EM CASO DE ENGANO E VIOLÊNCIA, QUEBRE O VIDRO




E a moça do programa Casamentos às Cegas, hein? Até ouvir os burburinhos sobre a revelação da Ingrid Santa Rita de ter sido abusada pelo então marido, eu não tinha me interessado pela temporada. O programa é apresentado como um experimento social em que mulheres e homens têm encontros às cegas com o propósito de conhecer o seu par ideal e isolados, dentro de cabines, eles conversam sobre os seus gostos, temores, expectativas e se o papo der liga, declaram que o amor está no ar e passam para a próxima etapa que é o primeiro encontro, quando o aguardado é o pedido oficial de casamento, com beijos, abraços e juras de amor. Na maioria das vezes é assim, mas já aconteceu da estética estar aquém da expectativa e aí entornar o caldo do amor.


Siiiiiim! O interesse pela fofoca, me fez contribuir para o aumento do índice de audiência da Netflix, maratonei a quarta temporada do Casamento às Cegas, mais precisamente, assisti primeiro o último episódio, pois o que eu queria saber mesmo era sobre o abuso. Eu vi e ouvi e, como tantas outras mulheres e muitos homens também, fiquei horrorizada com a narrativa contada pela moça, até mesmo uma pálida ideia de uma pessoa ter seu corpo violado da maneira como foi descrito é de revirar o estômago e descompassar o coração.

O ato foi vil, pois violentou o físico e mais ainda, porque abalou a consciência de si que aquela mulher certamente vem construindo ao longo da vida. É isso. Vem construindo, porque mulheres negras não têm a autoconfiança confirmada desde a infância, na verdade, quase nunca isso acontece, e a Ingrid é uma mulher negra de 34 anos, mãe de duas filhas e já deve ter passado por muitas experiências de dúvida e descredito do seu valor.


Corta a cena. Na mesma semana outra notícia, a cantora Iza publica um vídeo em uma rede social em que anuncia o fim de seu relacionamento, após ter acesso às mensagens de cunho sexual trocadas entre seu companheiro e uma outra mulher. Assisti ao vídeo e segui para os comentários, que é a melhor parte da fofoca. Foi uma enxurrada de surpresa e indignação, afinal era a 10 de 10 do mundo masculino e o abalo da heterossexualidade de muitas mulheres, inclusive da minha, que dizia ter sido traída. Iza é uma mulher negra de 33 anos e não deve ter construído a sua história de autoamor de forma tranquila.

■ ■ ■ ■

### TAREFA 1
Troque "dark red car" por "dark blue car" em tudo o que vai da linha com "target | guardrail post" até o final das linhas de marcação de pontos, e escreva essas linhas de novo sem mudar mais nada.

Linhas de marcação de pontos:

■ ■ ■ ■

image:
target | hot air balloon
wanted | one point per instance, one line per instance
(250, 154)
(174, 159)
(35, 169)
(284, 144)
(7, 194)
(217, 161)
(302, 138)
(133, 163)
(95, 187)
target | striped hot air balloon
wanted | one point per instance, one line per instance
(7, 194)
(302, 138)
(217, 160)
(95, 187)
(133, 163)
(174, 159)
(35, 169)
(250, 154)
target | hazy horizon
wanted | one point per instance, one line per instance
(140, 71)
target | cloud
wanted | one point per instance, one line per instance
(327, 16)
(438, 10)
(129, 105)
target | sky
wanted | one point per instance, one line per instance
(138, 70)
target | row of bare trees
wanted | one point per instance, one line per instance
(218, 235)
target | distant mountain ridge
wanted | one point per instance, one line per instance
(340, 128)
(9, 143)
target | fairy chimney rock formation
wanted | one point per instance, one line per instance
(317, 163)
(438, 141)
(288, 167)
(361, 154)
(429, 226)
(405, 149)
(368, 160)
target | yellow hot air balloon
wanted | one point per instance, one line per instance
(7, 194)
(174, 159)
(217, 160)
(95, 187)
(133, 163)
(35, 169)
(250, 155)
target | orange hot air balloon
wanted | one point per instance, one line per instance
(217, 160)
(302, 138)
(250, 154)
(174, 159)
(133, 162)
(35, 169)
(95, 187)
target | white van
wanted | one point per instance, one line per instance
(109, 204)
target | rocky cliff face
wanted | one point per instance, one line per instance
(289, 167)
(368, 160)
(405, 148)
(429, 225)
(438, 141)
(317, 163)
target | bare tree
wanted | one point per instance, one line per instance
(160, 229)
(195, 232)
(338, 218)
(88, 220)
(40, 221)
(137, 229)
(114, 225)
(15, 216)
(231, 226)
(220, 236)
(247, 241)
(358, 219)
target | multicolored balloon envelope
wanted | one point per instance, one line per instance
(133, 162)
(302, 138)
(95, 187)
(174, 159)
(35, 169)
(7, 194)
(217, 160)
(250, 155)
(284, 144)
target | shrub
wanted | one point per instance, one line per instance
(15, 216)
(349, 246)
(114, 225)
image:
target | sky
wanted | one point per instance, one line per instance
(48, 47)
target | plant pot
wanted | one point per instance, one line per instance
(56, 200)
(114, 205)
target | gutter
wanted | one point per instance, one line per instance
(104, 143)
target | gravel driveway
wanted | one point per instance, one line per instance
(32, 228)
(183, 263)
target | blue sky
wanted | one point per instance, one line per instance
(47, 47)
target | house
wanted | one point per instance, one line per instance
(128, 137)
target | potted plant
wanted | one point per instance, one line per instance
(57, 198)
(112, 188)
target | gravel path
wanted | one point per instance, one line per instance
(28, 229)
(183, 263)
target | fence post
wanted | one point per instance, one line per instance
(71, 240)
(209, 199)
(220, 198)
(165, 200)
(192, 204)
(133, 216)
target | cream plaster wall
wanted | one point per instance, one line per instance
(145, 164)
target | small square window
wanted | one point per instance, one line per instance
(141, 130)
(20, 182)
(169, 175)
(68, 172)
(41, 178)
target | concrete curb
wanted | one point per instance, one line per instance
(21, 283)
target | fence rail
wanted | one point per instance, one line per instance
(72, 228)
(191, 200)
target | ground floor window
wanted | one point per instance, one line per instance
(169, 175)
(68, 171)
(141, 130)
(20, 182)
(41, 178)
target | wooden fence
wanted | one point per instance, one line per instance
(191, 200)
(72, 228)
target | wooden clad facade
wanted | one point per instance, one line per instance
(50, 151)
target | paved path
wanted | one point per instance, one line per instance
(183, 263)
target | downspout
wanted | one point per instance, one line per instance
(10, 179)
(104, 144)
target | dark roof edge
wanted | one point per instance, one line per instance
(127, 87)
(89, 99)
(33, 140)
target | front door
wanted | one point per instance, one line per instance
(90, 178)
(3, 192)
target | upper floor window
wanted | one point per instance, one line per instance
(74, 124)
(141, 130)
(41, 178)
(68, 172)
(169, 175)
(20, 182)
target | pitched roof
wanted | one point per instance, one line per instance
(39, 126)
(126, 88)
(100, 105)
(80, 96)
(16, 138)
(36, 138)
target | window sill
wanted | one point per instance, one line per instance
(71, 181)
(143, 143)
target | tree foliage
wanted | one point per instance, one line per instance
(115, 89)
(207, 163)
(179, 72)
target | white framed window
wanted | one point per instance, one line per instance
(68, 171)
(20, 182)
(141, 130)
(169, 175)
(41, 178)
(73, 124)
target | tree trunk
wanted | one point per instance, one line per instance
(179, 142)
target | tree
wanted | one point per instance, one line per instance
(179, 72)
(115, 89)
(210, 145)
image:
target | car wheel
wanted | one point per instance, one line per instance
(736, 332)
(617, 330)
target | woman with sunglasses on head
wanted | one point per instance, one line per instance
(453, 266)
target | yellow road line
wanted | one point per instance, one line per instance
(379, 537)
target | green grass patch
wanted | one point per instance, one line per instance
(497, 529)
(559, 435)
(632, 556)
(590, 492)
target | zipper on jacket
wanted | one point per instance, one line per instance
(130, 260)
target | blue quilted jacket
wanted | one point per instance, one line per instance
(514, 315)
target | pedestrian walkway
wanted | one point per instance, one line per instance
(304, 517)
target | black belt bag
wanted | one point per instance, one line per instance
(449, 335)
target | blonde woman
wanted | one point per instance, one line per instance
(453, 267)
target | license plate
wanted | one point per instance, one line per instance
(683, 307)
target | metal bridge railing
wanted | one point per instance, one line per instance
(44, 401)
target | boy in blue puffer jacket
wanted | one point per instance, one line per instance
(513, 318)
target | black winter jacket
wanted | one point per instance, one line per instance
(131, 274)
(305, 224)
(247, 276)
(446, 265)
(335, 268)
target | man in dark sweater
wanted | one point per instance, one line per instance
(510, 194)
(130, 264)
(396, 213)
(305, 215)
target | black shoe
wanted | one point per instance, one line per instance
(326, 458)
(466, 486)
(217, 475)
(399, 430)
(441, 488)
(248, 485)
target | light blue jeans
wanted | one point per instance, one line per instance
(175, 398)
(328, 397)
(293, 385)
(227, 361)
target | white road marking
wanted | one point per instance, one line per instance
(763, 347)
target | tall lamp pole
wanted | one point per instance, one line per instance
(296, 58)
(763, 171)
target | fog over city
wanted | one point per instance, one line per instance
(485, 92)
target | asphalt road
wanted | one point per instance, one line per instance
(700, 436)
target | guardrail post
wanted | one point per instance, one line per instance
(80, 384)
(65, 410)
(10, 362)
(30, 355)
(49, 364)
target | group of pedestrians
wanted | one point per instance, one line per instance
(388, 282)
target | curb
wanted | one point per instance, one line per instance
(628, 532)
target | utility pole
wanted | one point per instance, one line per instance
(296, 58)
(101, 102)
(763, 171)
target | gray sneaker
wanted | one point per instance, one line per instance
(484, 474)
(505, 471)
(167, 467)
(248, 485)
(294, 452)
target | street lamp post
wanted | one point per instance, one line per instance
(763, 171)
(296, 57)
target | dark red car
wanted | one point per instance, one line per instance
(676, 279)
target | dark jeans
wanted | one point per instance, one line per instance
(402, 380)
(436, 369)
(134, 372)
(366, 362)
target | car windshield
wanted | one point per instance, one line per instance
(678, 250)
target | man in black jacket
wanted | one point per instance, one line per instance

■ ■ ■ ■

### TAREFA 2
Transcreva do trecho do documento tudo o que vai de "O ato foi vil, pois" até "do seu valor.", sem nenhuma alteração.

### RESOLUÇÃO COMENTADA 1
target | guardrail post
wanted | one point per instance, one line per instance
(80, 384)
(65, 410)
(10, 362)
(30, 355)
(49, 364)
target | group of pedestrians
wanted | one point per instance, one line per instance
(388, 282)
target | curb
wanted | one point per instance, one line per instance
(628, 532)
target | utility pole
wanted | one point per instance, one line per instance
(296, 58)
(101, 102)
(763, 171)
target | gray sneaker
wanted | one point per instance, one line per instance
(484, 474)
(505, 471)
(167, 467)
(248, 485)
(294, 452)
target | street lamp post
wanted | one point per instance, one line per instance
(763, 171)
(296, 57)
target | dark blue car
wanted | one point per instance, one line per instance
(676, 279)
target | dark jeans
wanted | one point per instance, one line per instance
(402, 380)
(436, 369)
(134, 372)
(366, 362)
target | car windshield
wanted | one point per instance, one line per instance
(678, 250)
target | man in black jacket
wanted | one point per instance, one line per instance

### RESOLUÇÃO COMENTADA 2
O ato foi vil, pois violentou o físico e mais ainda, porque abalou a consciência de si que aquela mulher certamente vem construindo ao longo da vida. É isso. Vem construindo, porque mulheres negras não têm a autoconfiança confirmada desde a infância, na verdade, quase nunca isso acontece, e a Ingrid é uma mulher negra de 34 anos, mãe de duas filhas e já deve ter passado por muitas experiências de dúvida e descredito do seu valor.